## [Prompt]
Find every line in the records below that contains the word "outline", treating uppercase and lowercase as different, and copy each of those lines.

## [Given information]
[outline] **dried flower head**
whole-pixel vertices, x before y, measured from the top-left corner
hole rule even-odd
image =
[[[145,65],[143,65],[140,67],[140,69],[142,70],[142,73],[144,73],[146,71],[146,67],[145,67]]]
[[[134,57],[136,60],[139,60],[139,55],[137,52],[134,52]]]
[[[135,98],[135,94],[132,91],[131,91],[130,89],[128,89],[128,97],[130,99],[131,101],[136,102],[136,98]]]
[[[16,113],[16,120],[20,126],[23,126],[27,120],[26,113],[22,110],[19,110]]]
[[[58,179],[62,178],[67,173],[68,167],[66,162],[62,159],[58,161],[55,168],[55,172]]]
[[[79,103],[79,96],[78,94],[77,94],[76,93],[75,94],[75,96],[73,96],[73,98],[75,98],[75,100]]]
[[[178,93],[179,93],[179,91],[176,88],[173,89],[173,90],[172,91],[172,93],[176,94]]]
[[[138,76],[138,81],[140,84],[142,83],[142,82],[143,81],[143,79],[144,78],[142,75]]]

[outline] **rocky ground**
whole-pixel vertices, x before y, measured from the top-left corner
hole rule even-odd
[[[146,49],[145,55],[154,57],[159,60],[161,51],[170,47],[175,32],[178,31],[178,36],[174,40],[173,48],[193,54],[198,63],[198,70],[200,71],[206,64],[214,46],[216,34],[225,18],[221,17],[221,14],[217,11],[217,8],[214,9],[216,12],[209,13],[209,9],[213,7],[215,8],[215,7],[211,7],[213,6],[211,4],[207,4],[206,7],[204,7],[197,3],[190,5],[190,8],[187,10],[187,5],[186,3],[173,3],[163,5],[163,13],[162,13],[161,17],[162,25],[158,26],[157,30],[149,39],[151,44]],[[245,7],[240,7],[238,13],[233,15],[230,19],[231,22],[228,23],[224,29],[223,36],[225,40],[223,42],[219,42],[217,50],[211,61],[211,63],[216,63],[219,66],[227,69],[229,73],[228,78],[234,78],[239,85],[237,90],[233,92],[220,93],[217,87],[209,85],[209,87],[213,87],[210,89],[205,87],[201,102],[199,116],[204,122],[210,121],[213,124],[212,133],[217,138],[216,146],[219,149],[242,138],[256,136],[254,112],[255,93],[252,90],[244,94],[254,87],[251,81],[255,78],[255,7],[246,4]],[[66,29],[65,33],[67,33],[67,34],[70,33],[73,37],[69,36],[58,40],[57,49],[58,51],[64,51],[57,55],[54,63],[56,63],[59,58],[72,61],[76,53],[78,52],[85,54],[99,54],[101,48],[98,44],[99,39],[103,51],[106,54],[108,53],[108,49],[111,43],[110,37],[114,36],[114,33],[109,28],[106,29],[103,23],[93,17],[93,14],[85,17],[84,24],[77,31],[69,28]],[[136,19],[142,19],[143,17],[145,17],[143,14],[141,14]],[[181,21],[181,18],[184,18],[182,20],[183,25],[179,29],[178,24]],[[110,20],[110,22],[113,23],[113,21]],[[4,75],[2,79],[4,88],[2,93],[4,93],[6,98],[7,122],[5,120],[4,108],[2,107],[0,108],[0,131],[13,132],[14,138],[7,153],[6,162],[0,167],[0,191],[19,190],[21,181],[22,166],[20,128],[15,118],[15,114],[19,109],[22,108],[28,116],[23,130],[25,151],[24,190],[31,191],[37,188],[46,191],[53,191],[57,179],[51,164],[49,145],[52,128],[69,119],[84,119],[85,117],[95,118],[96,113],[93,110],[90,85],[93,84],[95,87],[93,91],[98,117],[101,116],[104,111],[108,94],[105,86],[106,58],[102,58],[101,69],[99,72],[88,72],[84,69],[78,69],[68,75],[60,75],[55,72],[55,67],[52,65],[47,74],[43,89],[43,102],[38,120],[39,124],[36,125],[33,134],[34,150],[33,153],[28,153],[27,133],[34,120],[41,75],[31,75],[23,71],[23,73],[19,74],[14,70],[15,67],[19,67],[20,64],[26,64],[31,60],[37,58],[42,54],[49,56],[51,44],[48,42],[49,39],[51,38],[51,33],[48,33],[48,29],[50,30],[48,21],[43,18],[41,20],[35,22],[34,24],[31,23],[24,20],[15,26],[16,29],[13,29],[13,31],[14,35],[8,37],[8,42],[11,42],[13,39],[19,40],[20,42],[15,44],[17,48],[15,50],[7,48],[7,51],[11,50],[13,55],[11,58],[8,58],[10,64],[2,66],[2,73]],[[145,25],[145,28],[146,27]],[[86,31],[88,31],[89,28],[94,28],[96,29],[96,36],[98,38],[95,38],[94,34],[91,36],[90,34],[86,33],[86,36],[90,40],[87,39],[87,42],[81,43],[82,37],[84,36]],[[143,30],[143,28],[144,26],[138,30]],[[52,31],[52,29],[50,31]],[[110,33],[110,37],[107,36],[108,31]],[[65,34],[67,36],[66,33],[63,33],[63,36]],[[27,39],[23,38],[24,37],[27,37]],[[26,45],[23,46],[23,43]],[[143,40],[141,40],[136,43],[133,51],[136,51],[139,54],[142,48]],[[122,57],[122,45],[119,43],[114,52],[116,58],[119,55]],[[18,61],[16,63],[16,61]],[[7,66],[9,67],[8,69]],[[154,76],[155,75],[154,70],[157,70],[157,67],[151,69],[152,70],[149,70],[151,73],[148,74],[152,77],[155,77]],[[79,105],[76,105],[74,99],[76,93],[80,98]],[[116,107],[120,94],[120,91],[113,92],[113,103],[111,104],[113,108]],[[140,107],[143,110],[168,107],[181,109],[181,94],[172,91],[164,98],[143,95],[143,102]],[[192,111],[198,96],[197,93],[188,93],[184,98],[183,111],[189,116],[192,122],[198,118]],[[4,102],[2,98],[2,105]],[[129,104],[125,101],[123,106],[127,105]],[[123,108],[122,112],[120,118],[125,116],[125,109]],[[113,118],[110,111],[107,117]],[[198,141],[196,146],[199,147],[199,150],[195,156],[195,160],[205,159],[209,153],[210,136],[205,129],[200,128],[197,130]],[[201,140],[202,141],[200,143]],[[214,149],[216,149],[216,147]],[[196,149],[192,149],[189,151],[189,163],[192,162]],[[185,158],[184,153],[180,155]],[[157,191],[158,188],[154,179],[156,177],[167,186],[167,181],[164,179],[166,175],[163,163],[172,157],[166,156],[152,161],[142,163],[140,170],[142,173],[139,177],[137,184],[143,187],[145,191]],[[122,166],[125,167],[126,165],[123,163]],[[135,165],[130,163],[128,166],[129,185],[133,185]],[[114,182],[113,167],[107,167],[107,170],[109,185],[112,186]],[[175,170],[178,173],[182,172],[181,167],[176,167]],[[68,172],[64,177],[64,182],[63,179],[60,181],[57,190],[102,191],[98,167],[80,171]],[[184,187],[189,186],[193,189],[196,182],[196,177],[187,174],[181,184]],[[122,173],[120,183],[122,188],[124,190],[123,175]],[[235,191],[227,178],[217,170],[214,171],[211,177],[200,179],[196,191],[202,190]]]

## [Final result]
[outline] **dried flower head**
[outline] **rocky ground**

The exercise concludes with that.